The functional assessment of clinically observed variants is nothing new. However, this has generally been retrospective: for instance, the functional characterization of alleles that have already been observed in one or more patients. The recent emergence of massively parallel approaches for dense mutagenesis and the functional analysis of specific sequences [7] may enable a different paradigm, in which all possible variants of a clinically relevant gene are functionally tested in advance of ever having been observed in a patient. Provided that the results of the functional assay correlate with clinical consequences, such 'pre-computed' interpretations could then be used in the very first instance in which the variant was observed in the clinic, thereby eliminating or minimizing VUS reports in that gene.

**Actions to take:**
1. In the passage on functional testing of genetic variants, what condition must hold for the 'pre-computed' interpretations to be used in the clinic?
2. Write the next paragraph of the passage on functional testing of genetic variants, starting after its final sentence.

**Entries shown:**
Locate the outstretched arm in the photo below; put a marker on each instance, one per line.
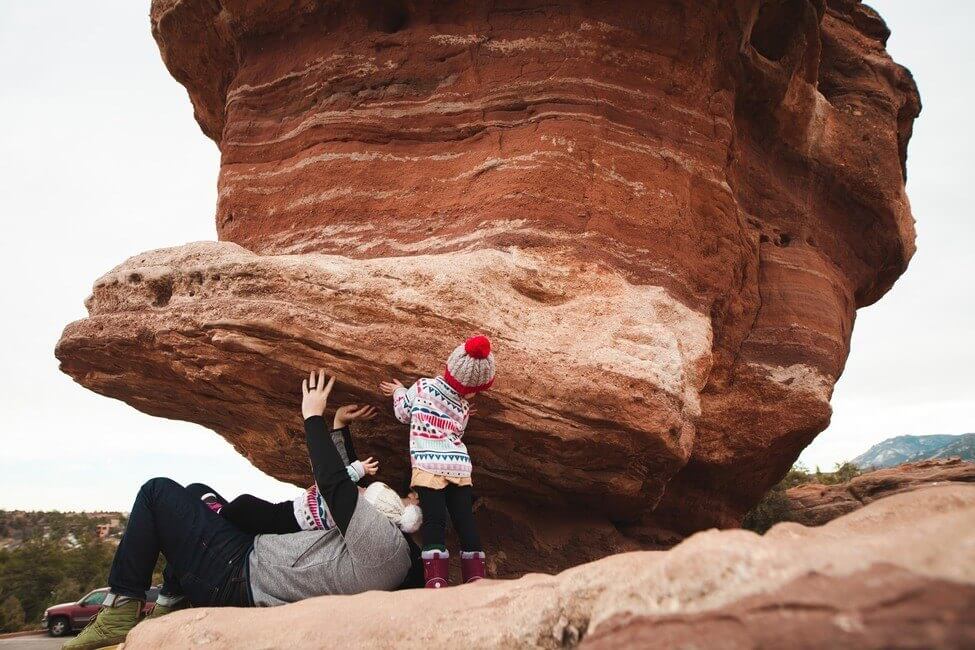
(334, 484)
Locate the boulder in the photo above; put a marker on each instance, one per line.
(664, 214)
(899, 572)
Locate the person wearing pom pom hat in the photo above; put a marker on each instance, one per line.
(437, 410)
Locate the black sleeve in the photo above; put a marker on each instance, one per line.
(349, 447)
(333, 481)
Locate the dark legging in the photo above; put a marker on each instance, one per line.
(205, 554)
(252, 514)
(458, 500)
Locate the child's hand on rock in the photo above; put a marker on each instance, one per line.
(389, 387)
(351, 413)
(314, 394)
(371, 466)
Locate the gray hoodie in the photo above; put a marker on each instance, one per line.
(371, 555)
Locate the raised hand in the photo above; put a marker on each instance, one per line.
(389, 387)
(351, 413)
(371, 466)
(314, 394)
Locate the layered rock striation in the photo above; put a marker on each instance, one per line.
(664, 214)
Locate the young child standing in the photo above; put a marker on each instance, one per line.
(437, 410)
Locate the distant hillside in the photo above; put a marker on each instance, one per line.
(909, 449)
(67, 528)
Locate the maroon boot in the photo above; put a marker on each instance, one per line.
(436, 568)
(472, 565)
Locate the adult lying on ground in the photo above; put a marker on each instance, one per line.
(210, 562)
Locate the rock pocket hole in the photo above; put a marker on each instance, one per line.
(162, 291)
(388, 16)
(776, 27)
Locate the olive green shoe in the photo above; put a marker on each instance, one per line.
(161, 610)
(108, 628)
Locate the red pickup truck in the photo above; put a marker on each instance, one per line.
(67, 617)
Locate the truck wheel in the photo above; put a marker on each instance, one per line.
(58, 626)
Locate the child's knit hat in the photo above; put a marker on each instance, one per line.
(470, 367)
(386, 501)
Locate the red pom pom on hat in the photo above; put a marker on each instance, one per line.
(478, 347)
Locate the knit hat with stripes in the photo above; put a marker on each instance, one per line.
(470, 367)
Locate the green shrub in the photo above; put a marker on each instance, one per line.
(774, 506)
(11, 615)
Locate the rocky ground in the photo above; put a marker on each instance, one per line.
(897, 573)
(664, 214)
(812, 504)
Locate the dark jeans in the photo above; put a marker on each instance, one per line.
(206, 555)
(252, 514)
(459, 501)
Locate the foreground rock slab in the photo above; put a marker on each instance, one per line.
(664, 214)
(920, 545)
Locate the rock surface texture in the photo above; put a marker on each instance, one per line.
(813, 504)
(664, 214)
(898, 573)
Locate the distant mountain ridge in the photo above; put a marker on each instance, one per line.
(909, 449)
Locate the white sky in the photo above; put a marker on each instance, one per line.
(100, 159)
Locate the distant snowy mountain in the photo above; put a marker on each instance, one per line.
(909, 449)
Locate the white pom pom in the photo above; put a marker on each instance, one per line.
(411, 519)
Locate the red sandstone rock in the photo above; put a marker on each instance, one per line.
(880, 608)
(898, 573)
(664, 214)
(813, 504)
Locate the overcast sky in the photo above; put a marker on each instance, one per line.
(100, 159)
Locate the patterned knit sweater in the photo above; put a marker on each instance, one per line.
(437, 415)
(311, 511)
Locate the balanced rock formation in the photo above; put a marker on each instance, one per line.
(664, 214)
(812, 504)
(899, 573)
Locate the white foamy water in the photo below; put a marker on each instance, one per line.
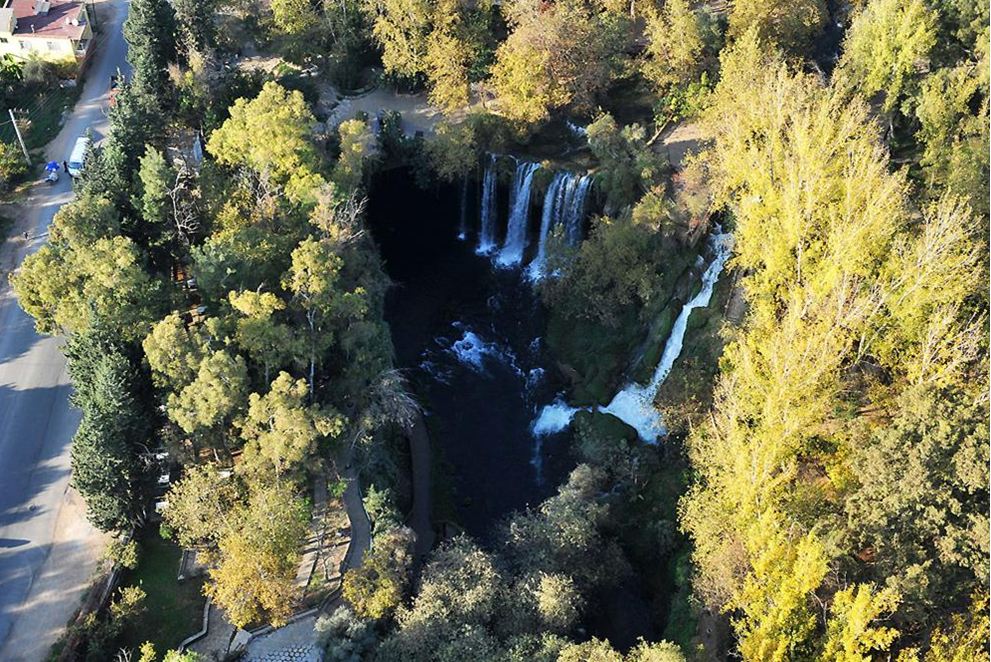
(553, 418)
(634, 404)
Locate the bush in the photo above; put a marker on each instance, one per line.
(124, 553)
(40, 73)
(12, 166)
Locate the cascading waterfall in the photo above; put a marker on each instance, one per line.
(548, 216)
(573, 207)
(486, 234)
(519, 215)
(463, 224)
(564, 204)
(634, 404)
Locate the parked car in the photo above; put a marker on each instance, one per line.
(78, 157)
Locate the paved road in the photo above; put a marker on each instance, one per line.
(48, 552)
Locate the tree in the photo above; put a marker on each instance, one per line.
(628, 165)
(884, 48)
(202, 506)
(270, 134)
(789, 25)
(12, 165)
(85, 220)
(559, 603)
(452, 150)
(313, 281)
(218, 391)
(263, 337)
(196, 20)
(357, 147)
(954, 137)
(378, 586)
(148, 31)
(157, 181)
(850, 632)
(294, 17)
(68, 288)
(258, 557)
(401, 28)
(344, 636)
(675, 45)
(461, 595)
(557, 55)
(104, 462)
(174, 352)
(280, 431)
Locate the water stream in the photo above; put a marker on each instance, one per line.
(634, 403)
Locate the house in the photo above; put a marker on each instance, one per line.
(54, 30)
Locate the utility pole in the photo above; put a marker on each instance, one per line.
(20, 138)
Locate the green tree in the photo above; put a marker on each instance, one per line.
(196, 21)
(85, 220)
(401, 29)
(218, 391)
(258, 558)
(357, 147)
(280, 432)
(379, 585)
(149, 30)
(792, 26)
(314, 281)
(104, 462)
(675, 45)
(270, 134)
(885, 45)
(564, 54)
(67, 289)
(850, 632)
(202, 505)
(295, 17)
(174, 352)
(452, 150)
(12, 165)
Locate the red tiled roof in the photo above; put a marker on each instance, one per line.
(55, 24)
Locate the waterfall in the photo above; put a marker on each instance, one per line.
(463, 225)
(547, 218)
(486, 235)
(519, 215)
(573, 207)
(564, 204)
(634, 404)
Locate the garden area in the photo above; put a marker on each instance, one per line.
(173, 609)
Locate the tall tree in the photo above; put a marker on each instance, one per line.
(280, 430)
(105, 468)
(149, 31)
(270, 134)
(887, 44)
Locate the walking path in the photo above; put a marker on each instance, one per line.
(420, 515)
(48, 551)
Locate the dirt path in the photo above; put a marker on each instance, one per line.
(420, 514)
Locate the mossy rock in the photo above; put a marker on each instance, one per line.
(606, 426)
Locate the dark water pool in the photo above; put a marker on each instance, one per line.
(468, 335)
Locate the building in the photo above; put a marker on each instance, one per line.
(54, 30)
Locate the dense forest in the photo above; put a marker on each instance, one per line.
(821, 488)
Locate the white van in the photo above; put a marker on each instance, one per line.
(78, 156)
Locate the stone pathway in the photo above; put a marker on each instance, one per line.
(295, 642)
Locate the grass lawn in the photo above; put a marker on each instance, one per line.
(44, 117)
(174, 609)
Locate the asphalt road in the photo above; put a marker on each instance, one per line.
(48, 552)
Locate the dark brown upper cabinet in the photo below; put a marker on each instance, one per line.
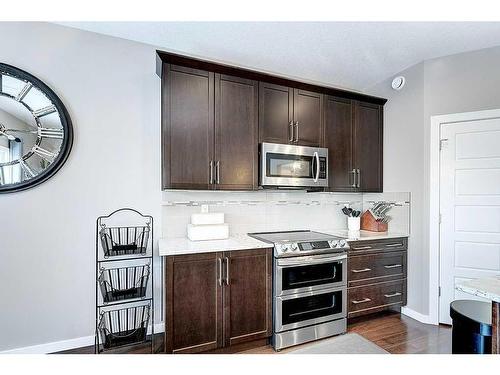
(236, 141)
(339, 138)
(209, 130)
(368, 146)
(353, 136)
(289, 115)
(187, 127)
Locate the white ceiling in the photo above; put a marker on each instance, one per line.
(343, 54)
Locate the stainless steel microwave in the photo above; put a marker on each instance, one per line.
(290, 166)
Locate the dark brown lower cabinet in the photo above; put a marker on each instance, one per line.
(217, 300)
(377, 272)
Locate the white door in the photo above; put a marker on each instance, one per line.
(469, 206)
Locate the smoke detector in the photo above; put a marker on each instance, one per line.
(398, 83)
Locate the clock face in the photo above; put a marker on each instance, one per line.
(35, 131)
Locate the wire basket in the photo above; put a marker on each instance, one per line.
(123, 283)
(124, 240)
(124, 326)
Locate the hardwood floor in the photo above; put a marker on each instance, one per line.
(393, 332)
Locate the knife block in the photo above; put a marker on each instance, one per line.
(370, 223)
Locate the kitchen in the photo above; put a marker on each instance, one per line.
(256, 134)
(276, 207)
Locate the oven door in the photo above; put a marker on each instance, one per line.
(293, 166)
(305, 309)
(308, 273)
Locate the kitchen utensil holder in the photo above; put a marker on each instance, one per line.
(353, 223)
(370, 223)
(124, 267)
(124, 326)
(118, 241)
(123, 283)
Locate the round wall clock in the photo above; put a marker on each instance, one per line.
(36, 133)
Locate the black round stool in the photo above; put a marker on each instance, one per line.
(471, 332)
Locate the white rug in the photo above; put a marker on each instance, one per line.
(349, 343)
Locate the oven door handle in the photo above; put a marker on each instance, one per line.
(316, 175)
(287, 262)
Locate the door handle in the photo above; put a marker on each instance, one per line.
(364, 300)
(226, 259)
(219, 279)
(353, 178)
(392, 295)
(362, 248)
(363, 270)
(316, 175)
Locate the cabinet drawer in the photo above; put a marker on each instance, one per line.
(392, 244)
(366, 299)
(371, 268)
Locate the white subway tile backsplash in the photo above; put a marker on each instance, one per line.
(269, 210)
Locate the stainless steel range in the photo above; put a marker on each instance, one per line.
(310, 286)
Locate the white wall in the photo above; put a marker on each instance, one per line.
(404, 167)
(47, 234)
(458, 83)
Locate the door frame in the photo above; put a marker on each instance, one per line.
(434, 201)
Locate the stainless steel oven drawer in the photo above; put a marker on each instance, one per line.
(305, 309)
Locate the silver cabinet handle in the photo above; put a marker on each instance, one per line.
(362, 248)
(226, 259)
(364, 300)
(363, 270)
(392, 295)
(316, 175)
(219, 279)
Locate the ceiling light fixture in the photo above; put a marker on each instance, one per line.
(398, 83)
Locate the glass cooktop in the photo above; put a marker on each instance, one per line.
(292, 236)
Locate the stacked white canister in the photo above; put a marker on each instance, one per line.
(207, 226)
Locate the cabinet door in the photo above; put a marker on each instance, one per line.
(339, 141)
(307, 109)
(193, 303)
(368, 135)
(275, 113)
(188, 127)
(236, 142)
(247, 295)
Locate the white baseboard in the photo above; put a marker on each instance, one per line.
(416, 315)
(57, 346)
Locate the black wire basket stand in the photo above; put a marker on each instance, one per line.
(124, 281)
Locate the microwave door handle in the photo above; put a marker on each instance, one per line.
(316, 174)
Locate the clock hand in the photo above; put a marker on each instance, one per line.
(8, 136)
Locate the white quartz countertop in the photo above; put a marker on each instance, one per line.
(363, 235)
(488, 287)
(182, 245)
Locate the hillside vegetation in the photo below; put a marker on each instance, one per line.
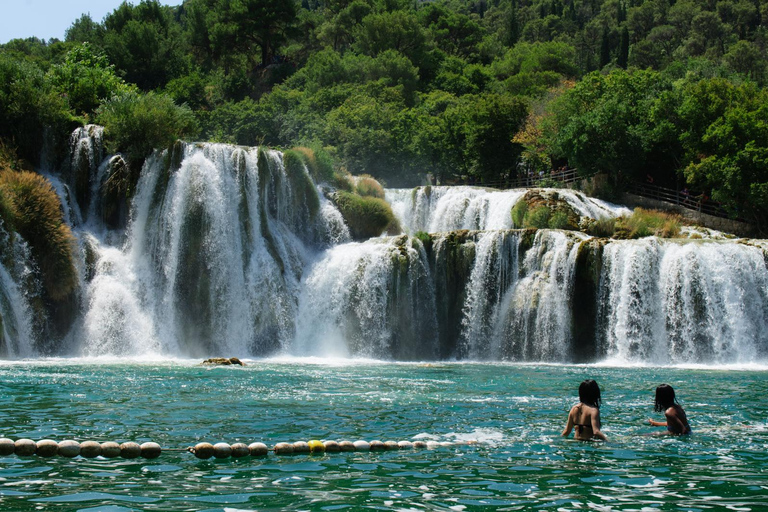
(656, 90)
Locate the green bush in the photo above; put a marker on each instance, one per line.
(31, 207)
(518, 213)
(135, 124)
(559, 220)
(537, 218)
(366, 217)
(369, 187)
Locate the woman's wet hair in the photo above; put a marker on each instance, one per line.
(589, 393)
(665, 398)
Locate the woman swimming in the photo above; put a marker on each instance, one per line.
(585, 415)
(677, 421)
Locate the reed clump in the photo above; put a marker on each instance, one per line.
(368, 186)
(642, 223)
(30, 207)
(366, 217)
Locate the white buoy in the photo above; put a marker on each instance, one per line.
(391, 445)
(130, 450)
(362, 446)
(377, 446)
(69, 448)
(258, 449)
(331, 446)
(203, 450)
(7, 447)
(47, 448)
(110, 450)
(150, 450)
(222, 450)
(283, 449)
(90, 449)
(25, 447)
(240, 450)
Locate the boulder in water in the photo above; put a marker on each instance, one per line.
(25, 447)
(47, 448)
(223, 361)
(110, 450)
(90, 449)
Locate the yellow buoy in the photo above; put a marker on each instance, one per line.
(7, 447)
(202, 450)
(240, 450)
(316, 446)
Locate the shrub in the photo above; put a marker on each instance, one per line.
(303, 187)
(559, 220)
(135, 124)
(366, 217)
(518, 213)
(318, 161)
(368, 186)
(34, 211)
(537, 218)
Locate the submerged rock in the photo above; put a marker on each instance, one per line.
(223, 361)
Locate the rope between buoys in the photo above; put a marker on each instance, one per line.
(203, 450)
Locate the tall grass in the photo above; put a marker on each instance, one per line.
(31, 207)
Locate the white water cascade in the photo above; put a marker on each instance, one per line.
(213, 258)
(684, 302)
(235, 251)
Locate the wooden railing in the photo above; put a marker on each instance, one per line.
(687, 199)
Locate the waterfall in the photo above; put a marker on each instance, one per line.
(230, 250)
(693, 302)
(520, 309)
(215, 252)
(371, 299)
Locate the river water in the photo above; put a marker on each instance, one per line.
(514, 412)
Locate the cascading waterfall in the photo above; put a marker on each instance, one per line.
(213, 259)
(675, 302)
(372, 299)
(520, 310)
(235, 251)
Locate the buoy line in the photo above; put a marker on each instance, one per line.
(150, 450)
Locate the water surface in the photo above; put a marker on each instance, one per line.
(515, 412)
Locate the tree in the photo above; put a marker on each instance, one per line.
(86, 78)
(143, 42)
(246, 27)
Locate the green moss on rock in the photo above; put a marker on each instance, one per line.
(366, 217)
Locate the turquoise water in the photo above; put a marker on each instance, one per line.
(516, 412)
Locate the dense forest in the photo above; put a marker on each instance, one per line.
(482, 90)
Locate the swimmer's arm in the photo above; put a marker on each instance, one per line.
(568, 425)
(673, 421)
(596, 426)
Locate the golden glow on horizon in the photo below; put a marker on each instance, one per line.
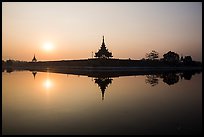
(48, 46)
(48, 84)
(73, 30)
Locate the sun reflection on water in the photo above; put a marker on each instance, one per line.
(48, 84)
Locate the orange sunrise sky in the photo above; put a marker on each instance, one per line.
(59, 31)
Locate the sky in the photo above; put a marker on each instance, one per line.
(65, 31)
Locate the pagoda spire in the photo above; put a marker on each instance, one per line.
(34, 59)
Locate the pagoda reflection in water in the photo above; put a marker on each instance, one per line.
(103, 84)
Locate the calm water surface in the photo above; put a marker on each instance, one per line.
(52, 103)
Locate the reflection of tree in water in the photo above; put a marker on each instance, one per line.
(103, 84)
(152, 80)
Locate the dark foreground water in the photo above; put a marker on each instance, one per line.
(51, 103)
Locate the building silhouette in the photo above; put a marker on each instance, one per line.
(103, 51)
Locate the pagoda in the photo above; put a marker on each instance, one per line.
(103, 51)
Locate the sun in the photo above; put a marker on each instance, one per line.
(48, 46)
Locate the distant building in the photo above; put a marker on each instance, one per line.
(34, 59)
(103, 52)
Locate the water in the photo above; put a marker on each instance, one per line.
(51, 103)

**Results of the tasks:**
1. The results of the functional assay must correlate with clinical consequences.

2.
Third, the functional characterization of variants observed in patients can prove useful for the implication of a gene or locus in disease. However, it is important to be cautious about how such data are used and interpreted [6]. For example, it is often the case that a variant or mutation will highlight a reasonable candidate gene, but no 'second family' is available, motivating experimental characterization of the allele and/or gene to provide supporting evidence. But given the 'narrative potential' [8] of any given gene, as well as the non-trivial probability that a candidate mutation will be functional at the molecular level but not causal for the phenotype being investigated, the bar must be set extremely high for declaring success. It is far preferable that genes are implicated on the basis of genetic analysis alone, or that experimental information be used in a statistically rigorous fashion to boost discovery power in the first place; for example, to stratify genes [9] or variants [10] into subsets in which the strength of association correlates with molecular functionality.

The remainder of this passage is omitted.